TEXT EXCERPT:
-------------------------

Forum on Consumer Research & Testing: Tools for Evidence-based Policymaking in Financial Services 

Summary1 

 

On November 9, 2010, the Consumer Community Affairs Division of the Board of Governors of the Federal Reserve hosted the Forum on Consumer Research Testing: Tools for Evidence-based Policymaking in Financial Services. With roughly fifty participants and thirteen research presentations, attendees represented a variety of disciplines including economics, psychology, marketing and decision sciences, sociology, and plain language, as well as different perspectives from experience in academia, consumer advocacy, industry, and government. The following summarizes the panel presentations as well as the discussions of the day.

In her opening remarks, Anna Alvarez Boyd, Senior Associate Director of the Division of Consumer and Community Affairs of the Federal Reserve Board, reviewed the Division's history of consumer testing in support of regulatory development. She identified objectives for the group by asking participants to consider how to make better use of research tools, close important gaps in the understanding of consumer finance, incorporate insight from other disciplines, research methods, and technologies, and strategically foster dialogue and collaboration that would promote evidence-based policymaking in financial services.

-------------------------

LISTED RECORDS:

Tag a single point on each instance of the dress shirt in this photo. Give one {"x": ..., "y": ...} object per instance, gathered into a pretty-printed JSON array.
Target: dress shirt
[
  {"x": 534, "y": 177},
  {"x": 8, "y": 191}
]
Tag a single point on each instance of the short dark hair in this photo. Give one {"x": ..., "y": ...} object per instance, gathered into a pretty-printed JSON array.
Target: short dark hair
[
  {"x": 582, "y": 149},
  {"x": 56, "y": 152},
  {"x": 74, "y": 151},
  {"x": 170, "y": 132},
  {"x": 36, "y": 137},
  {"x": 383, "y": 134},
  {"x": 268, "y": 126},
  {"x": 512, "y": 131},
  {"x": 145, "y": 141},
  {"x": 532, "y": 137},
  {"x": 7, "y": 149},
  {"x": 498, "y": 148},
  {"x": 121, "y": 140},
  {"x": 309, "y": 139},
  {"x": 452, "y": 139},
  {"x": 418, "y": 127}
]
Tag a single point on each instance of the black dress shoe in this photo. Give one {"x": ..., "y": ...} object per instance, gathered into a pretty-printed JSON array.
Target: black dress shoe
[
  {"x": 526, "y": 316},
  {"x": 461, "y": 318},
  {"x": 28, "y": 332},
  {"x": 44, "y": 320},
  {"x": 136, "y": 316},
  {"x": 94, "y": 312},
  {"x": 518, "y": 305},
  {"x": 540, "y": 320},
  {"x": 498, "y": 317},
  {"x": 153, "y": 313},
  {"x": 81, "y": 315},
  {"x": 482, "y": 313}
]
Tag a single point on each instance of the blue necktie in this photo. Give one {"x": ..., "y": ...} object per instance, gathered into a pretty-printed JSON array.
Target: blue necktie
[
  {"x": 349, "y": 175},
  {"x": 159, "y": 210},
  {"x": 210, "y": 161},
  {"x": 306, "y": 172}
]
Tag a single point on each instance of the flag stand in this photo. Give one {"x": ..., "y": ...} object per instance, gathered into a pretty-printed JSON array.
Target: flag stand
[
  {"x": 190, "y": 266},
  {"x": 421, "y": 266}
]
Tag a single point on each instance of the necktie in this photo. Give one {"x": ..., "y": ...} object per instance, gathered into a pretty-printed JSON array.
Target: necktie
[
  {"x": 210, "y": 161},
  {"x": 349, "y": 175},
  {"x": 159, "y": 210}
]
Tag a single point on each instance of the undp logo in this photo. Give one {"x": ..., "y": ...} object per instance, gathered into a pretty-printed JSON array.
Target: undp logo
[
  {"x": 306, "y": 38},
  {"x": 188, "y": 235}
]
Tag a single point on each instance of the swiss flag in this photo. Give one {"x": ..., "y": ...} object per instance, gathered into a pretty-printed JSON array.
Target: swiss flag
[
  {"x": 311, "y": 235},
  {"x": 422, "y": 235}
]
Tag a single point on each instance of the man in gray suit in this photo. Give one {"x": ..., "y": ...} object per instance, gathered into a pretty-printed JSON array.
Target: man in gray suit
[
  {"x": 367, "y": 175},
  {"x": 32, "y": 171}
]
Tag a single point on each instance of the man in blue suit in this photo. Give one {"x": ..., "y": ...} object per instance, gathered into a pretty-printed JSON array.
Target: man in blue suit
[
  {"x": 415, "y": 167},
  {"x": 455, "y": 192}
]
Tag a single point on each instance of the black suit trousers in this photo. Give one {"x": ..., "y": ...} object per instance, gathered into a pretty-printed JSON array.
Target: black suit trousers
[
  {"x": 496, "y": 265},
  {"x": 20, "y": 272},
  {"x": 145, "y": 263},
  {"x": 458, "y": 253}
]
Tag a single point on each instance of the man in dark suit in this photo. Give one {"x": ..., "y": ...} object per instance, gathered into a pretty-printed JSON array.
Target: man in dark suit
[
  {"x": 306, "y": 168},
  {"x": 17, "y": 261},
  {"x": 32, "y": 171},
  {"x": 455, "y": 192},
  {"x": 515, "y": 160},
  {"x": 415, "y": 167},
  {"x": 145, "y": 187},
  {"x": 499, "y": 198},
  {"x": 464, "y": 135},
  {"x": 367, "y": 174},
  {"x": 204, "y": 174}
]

-------------------------

YOUR TASKS:
(a) According to the forum summary, how many research presentations were given at the forum?
(b) Using the forum summary, explain what Boyd intended the dialogue and collaboration she urged participants to foster to accomplish.
(c) Reproduce word for word the stretch of the forum summary from "In her opening" through "promote evidence-based policymaking in financial services.".

TASK SOLUTIONS:
(a) Thirteen.

(b) Boyd asked participants to strategically foster dialogue and collaboration that would promote evidence-based policymaking in financial services.

(c)
In her opening remarks, Anna Alvarez Boyd, Senior Associate Director of the Division of Consumer and Community Affairs of the Federal Reserve Board, reviewed the Division's history of consumer testing in support of regulatory development. She identified objectives for the group by asking participants to consider how to make better use of research tools, close important gaps in the understanding of consumer finance, incorporate insight from other disciplines, research methods, and technologies, and strategically foster dialogue and collaboration that would promote evidence-based policymaking in financial services.